**Required task:** Write out the listing below again, precisely as it is given.

=-=-=

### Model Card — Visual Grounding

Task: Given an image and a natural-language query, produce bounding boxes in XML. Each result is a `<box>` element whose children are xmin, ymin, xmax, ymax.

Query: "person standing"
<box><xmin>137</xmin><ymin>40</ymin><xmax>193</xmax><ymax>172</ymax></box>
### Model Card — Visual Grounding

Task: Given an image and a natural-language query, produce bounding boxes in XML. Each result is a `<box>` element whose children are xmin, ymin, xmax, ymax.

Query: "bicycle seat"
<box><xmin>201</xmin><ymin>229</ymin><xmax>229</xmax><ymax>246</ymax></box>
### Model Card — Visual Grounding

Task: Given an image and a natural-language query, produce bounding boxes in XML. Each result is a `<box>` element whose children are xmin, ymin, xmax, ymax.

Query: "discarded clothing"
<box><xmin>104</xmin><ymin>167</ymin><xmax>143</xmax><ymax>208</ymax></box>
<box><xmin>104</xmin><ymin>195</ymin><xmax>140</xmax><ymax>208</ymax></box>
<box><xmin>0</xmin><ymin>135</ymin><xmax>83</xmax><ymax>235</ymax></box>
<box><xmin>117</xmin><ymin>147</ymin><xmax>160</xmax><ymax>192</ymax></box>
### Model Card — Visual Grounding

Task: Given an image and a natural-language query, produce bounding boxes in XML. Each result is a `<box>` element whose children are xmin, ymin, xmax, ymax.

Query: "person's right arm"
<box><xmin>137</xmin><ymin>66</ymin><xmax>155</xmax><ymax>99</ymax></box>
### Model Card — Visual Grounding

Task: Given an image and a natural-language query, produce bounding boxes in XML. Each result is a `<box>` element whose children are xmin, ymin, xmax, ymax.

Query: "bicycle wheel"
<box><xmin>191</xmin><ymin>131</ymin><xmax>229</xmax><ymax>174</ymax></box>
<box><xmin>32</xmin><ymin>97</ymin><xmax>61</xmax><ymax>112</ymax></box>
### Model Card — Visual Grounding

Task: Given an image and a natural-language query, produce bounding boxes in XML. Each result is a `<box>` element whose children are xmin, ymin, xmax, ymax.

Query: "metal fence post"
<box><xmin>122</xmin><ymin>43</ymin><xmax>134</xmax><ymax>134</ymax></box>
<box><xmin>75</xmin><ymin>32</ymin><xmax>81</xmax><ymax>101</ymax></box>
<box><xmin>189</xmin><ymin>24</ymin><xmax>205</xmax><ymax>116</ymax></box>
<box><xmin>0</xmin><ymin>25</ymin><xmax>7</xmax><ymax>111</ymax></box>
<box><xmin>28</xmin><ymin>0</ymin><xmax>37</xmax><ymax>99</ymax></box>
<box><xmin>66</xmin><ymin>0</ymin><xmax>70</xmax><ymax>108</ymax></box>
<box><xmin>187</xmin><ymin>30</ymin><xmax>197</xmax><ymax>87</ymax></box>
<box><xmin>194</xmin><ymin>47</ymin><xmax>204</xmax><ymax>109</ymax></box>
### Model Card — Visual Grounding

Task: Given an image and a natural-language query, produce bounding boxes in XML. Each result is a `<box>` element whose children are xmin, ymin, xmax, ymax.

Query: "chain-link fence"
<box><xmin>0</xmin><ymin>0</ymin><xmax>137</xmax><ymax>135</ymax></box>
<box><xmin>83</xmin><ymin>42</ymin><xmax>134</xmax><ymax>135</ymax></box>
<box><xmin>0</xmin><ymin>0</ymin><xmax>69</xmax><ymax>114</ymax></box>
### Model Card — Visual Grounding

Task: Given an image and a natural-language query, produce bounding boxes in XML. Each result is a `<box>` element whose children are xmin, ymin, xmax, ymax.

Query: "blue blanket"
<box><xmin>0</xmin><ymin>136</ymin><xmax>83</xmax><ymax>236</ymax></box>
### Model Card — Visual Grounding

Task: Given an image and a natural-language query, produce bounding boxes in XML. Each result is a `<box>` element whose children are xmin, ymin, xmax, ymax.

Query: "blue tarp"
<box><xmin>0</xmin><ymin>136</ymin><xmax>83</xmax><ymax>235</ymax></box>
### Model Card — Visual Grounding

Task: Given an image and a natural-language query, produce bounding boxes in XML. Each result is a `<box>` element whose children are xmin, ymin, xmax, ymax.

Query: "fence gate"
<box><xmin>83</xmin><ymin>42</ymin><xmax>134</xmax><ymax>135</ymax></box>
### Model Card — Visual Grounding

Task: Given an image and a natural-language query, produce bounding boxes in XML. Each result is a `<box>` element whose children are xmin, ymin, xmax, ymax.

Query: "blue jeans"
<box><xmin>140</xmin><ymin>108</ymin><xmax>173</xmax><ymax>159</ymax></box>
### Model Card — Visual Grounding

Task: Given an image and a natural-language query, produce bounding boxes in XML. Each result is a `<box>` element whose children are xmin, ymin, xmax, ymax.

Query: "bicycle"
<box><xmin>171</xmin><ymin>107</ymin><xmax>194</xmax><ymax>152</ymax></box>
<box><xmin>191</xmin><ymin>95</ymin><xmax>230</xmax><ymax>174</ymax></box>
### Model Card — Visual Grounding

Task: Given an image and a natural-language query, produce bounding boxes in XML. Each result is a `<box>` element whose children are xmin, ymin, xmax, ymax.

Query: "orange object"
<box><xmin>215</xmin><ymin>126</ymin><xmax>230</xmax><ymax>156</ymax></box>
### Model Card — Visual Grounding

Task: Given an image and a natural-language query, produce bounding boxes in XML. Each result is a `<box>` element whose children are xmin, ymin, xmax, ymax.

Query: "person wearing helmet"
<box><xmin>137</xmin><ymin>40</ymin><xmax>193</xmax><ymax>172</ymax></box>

=-=-=

**Finished exercise:**
### Model Card — Visual Grounding

Task: Given an image and a natural-language query, produce bounding boxes in XML. Each result is a `<box>` element whose children are xmin, ymin, xmax, ymax.

Query: "person standing"
<box><xmin>137</xmin><ymin>40</ymin><xmax>193</xmax><ymax>172</ymax></box>
### Model Card — Visual Grounding

Task: Given an image and a natural-language query, produce bounding boxes in XML. Each result is a `<box>` element whose children are xmin, ymin, xmax, ymax.

Query: "bicycle seat"
<box><xmin>201</xmin><ymin>229</ymin><xmax>229</xmax><ymax>246</ymax></box>
### Model Card — Visual Grounding

Task: Given an image and a natural-language query, produce bounding boxes in XML. Each result is a `<box>` element whose children are xmin, ymin, xmax, ymax.

Query: "discarded clothing"
<box><xmin>104</xmin><ymin>167</ymin><xmax>143</xmax><ymax>208</ymax></box>
<box><xmin>104</xmin><ymin>195</ymin><xmax>140</xmax><ymax>208</ymax></box>
<box><xmin>0</xmin><ymin>135</ymin><xmax>83</xmax><ymax>235</ymax></box>
<box><xmin>117</xmin><ymin>147</ymin><xmax>160</xmax><ymax>192</ymax></box>
### Model Card — Visual Grounding

Task: Given an image and a natural-language query, produce bounding boxes in XML. Each result is a `<box>` element whose children are xmin, ymin, xmax, ymax.

Query: "person's right arm"
<box><xmin>137</xmin><ymin>66</ymin><xmax>155</xmax><ymax>99</ymax></box>
### Model Card — Visual Grounding

Task: Given an image and a natural-language query, produce bounding boxes in XML. Each result is a `<box>` element whose children are xmin, ymin, xmax, ymax.

Query: "bicycle wheel"
<box><xmin>191</xmin><ymin>131</ymin><xmax>229</xmax><ymax>174</ymax></box>
<box><xmin>32</xmin><ymin>97</ymin><xmax>61</xmax><ymax>112</ymax></box>
### Model Card — Visual Grounding

Task: Given an image and a natural-language query, produce bounding boxes in XML. Each result is a `<box>` element whose children are xmin, ymin, xmax, ymax.

Query: "metal fence post"
<box><xmin>122</xmin><ymin>43</ymin><xmax>134</xmax><ymax>134</ymax></box>
<box><xmin>75</xmin><ymin>32</ymin><xmax>81</xmax><ymax>101</ymax></box>
<box><xmin>189</xmin><ymin>24</ymin><xmax>205</xmax><ymax>116</ymax></box>
<box><xmin>0</xmin><ymin>25</ymin><xmax>7</xmax><ymax>111</ymax></box>
<box><xmin>28</xmin><ymin>0</ymin><xmax>37</xmax><ymax>99</ymax></box>
<box><xmin>66</xmin><ymin>0</ymin><xmax>70</xmax><ymax>108</ymax></box>
<box><xmin>187</xmin><ymin>30</ymin><xmax>197</xmax><ymax>87</ymax></box>
<box><xmin>194</xmin><ymin>47</ymin><xmax>204</xmax><ymax>109</ymax></box>
### Model Card — Visual Grounding

Task: Given an image and a natural-language query, produce bounding boxes in XML. Each result is a `<box>` element whose children are xmin, ymin, xmax, ymax.

Query: "chain-link fence"
<box><xmin>0</xmin><ymin>0</ymin><xmax>137</xmax><ymax>135</ymax></box>
<box><xmin>83</xmin><ymin>42</ymin><xmax>134</xmax><ymax>135</ymax></box>
<box><xmin>0</xmin><ymin>0</ymin><xmax>69</xmax><ymax>114</ymax></box>
### Model Card — Visual Grounding

Task: Given an image and a natural-language query, produce bounding boxes in XML. Each result is a `<box>` element whose children are xmin, ymin, xmax, ymax.

Query: "blue blanket"
<box><xmin>0</xmin><ymin>136</ymin><xmax>83</xmax><ymax>236</ymax></box>
### Model Card — Visual Grounding

Task: Given an image and a natural-language query, produce bounding boxes in XML. Each result is a `<box>` element whose children are xmin, ymin, xmax, ymax.

Query: "blue tarp"
<box><xmin>0</xmin><ymin>136</ymin><xmax>83</xmax><ymax>235</ymax></box>
### Model Card — Visual Grounding

Task: Given an image and a natural-language query, produce bounding boxes in XML. Each result is a `<box>` element whose children are xmin, ymin, xmax, ymax.

Query: "fence gate"
<box><xmin>83</xmin><ymin>42</ymin><xmax>134</xmax><ymax>135</ymax></box>
### Model Card — Visual Grounding

Task: Given an image and a natural-language query, produce bounding boxes in XML. Each result is a `<box>` element whose children are xmin, ymin, xmax, ymax.

Query: "blue jeans"
<box><xmin>140</xmin><ymin>108</ymin><xmax>173</xmax><ymax>159</ymax></box>
### Model Card — Visual Grounding

Task: Given an image and a natural-language query, produce bounding boxes in XML. Each result is a `<box>` element whose children are xmin, ymin, xmax, ymax.

Query: "bicycle"
<box><xmin>171</xmin><ymin>107</ymin><xmax>194</xmax><ymax>152</ymax></box>
<box><xmin>191</xmin><ymin>95</ymin><xmax>230</xmax><ymax>174</ymax></box>
### Model Card — Visual Grounding

Task: Given an image and a natural-language query, produce bounding boxes in XML. Each result is a `<box>` element whose children are xmin, ymin, xmax, ymax.

Query: "orange object"
<box><xmin>215</xmin><ymin>126</ymin><xmax>230</xmax><ymax>156</ymax></box>
### Model Card — Visual Grounding

Task: Given an image and a natural-language query, produce bounding boxes in XML. Each result is a `<box>` element whose children are xmin, ymin, xmax, ymax.

Query: "person wearing helmet"
<box><xmin>137</xmin><ymin>40</ymin><xmax>193</xmax><ymax>172</ymax></box>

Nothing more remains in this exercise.